RECORDS FOR PROCESSING:

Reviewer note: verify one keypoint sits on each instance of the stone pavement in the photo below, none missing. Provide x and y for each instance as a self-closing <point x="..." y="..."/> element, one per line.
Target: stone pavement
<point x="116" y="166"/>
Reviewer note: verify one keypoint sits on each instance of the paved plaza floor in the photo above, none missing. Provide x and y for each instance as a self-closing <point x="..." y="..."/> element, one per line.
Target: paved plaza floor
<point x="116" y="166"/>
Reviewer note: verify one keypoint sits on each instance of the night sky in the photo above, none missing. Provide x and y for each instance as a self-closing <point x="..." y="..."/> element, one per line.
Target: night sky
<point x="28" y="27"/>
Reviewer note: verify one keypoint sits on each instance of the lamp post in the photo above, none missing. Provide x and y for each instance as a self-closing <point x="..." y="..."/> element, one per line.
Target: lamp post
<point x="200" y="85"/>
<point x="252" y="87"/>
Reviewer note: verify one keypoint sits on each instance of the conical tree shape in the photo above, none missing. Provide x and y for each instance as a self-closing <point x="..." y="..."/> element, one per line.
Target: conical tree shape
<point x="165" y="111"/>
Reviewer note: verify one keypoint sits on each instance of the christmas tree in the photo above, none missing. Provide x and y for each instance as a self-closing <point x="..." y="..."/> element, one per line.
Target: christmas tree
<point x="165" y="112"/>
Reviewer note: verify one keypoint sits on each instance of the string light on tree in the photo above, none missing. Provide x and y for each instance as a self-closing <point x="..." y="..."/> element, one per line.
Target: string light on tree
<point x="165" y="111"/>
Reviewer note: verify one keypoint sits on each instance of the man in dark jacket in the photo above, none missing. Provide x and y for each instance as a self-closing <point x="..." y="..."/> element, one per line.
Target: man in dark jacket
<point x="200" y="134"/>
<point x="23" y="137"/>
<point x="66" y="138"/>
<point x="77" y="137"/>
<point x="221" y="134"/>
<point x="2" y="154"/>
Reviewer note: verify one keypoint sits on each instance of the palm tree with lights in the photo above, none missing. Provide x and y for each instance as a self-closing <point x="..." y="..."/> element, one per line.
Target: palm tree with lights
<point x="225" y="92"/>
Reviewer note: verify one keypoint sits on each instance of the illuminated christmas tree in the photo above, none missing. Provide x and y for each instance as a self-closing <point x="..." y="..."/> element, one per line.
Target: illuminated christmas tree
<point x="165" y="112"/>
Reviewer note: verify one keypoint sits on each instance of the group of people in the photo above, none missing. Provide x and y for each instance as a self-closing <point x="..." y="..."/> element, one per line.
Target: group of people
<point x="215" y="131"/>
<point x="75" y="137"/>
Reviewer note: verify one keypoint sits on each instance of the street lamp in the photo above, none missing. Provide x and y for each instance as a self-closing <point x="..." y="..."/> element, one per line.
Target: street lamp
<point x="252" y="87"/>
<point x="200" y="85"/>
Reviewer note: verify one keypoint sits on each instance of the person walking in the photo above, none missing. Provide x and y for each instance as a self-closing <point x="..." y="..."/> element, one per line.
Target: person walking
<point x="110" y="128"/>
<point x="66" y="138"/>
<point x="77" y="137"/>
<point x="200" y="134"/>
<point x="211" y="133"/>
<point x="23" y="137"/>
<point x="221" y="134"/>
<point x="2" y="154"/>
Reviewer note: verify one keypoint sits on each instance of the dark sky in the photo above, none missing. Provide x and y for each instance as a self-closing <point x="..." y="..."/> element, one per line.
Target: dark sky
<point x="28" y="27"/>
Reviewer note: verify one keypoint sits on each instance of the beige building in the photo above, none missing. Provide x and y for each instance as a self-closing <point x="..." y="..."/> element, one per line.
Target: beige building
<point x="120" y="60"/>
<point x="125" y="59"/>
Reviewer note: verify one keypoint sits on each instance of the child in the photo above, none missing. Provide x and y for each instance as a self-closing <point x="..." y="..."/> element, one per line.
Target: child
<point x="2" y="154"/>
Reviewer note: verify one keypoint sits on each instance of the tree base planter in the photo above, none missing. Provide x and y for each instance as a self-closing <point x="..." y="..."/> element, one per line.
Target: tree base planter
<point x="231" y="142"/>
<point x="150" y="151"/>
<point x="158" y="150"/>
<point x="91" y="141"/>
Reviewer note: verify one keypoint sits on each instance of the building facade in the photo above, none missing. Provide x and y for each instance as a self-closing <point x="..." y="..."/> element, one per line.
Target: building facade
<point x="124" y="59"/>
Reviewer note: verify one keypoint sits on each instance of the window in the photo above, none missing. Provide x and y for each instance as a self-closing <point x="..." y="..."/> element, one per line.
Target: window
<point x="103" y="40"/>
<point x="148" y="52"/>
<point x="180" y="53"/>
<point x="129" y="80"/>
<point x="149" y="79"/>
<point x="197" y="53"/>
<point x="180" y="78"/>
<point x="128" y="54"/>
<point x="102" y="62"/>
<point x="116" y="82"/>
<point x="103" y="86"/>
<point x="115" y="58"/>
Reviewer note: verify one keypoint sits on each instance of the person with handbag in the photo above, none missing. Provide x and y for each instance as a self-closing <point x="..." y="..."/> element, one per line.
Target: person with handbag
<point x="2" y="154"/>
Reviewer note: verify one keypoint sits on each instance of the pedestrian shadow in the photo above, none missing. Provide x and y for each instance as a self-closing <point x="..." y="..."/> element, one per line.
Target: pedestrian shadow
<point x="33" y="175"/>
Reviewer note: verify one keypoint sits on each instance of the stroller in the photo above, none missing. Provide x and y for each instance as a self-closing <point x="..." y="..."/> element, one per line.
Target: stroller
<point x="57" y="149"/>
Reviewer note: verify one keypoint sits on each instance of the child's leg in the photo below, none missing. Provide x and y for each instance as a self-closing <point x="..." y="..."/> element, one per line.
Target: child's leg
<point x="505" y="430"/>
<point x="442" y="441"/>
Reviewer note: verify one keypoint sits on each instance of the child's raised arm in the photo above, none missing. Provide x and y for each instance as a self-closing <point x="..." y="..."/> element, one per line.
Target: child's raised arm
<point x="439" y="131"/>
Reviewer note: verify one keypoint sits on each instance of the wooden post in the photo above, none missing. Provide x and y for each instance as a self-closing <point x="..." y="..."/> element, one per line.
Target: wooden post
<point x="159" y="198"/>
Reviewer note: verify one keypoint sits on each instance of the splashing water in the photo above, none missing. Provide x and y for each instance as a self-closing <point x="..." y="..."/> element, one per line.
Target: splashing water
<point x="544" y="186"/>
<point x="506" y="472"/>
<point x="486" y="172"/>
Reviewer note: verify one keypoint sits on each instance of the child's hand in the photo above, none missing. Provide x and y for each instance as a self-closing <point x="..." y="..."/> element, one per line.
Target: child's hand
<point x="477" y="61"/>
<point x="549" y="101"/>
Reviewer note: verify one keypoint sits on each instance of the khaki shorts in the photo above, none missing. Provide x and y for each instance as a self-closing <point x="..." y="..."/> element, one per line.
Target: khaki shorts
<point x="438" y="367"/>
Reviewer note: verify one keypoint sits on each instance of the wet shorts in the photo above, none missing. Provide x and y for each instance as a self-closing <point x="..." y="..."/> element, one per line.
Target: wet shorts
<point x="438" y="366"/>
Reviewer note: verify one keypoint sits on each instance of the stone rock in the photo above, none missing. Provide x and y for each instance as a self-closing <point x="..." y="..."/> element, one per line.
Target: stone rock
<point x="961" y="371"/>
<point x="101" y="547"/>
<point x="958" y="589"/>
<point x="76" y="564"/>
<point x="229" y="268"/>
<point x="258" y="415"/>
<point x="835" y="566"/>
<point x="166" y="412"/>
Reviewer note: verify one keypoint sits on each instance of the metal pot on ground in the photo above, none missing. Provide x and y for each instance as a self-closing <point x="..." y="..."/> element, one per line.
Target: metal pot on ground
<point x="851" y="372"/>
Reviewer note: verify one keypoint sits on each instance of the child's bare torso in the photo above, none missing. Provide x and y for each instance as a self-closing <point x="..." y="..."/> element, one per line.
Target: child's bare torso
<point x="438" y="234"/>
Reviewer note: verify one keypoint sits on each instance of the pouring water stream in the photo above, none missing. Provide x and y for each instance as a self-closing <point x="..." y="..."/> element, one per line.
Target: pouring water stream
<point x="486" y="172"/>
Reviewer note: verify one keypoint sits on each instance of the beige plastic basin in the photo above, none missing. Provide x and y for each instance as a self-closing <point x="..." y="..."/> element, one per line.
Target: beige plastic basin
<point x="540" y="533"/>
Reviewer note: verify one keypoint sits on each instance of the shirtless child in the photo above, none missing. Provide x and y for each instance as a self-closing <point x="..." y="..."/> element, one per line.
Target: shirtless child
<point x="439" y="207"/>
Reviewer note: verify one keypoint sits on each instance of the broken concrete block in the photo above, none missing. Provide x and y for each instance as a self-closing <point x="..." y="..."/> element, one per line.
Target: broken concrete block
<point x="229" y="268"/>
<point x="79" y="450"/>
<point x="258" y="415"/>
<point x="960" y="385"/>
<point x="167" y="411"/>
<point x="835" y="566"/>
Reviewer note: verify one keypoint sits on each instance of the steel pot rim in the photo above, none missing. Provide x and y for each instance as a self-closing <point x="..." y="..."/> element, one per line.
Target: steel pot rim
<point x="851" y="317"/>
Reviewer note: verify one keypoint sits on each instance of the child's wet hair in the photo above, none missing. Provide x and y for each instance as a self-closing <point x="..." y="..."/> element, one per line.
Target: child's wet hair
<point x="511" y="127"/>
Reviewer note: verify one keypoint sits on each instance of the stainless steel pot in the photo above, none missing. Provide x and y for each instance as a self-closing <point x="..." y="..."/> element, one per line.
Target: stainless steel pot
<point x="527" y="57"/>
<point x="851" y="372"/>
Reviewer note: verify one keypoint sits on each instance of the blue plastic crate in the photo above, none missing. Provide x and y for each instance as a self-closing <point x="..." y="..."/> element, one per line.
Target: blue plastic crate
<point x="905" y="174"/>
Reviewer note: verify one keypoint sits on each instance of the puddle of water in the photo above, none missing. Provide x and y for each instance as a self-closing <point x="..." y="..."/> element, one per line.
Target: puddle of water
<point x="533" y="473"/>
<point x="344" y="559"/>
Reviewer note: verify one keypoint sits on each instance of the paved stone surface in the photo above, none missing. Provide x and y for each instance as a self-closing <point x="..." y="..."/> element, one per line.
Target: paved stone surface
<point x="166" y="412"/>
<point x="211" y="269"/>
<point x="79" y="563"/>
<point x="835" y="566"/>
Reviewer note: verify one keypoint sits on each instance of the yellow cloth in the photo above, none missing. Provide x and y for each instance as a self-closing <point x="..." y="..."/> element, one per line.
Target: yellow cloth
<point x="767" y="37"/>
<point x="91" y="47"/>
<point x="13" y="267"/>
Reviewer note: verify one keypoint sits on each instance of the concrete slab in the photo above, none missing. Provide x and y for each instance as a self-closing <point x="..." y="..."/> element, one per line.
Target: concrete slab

EXERCISE BRIEF: Go through the records line by line and count those containing the string "slab". Give only the total.

SOLUTION BELOW: 2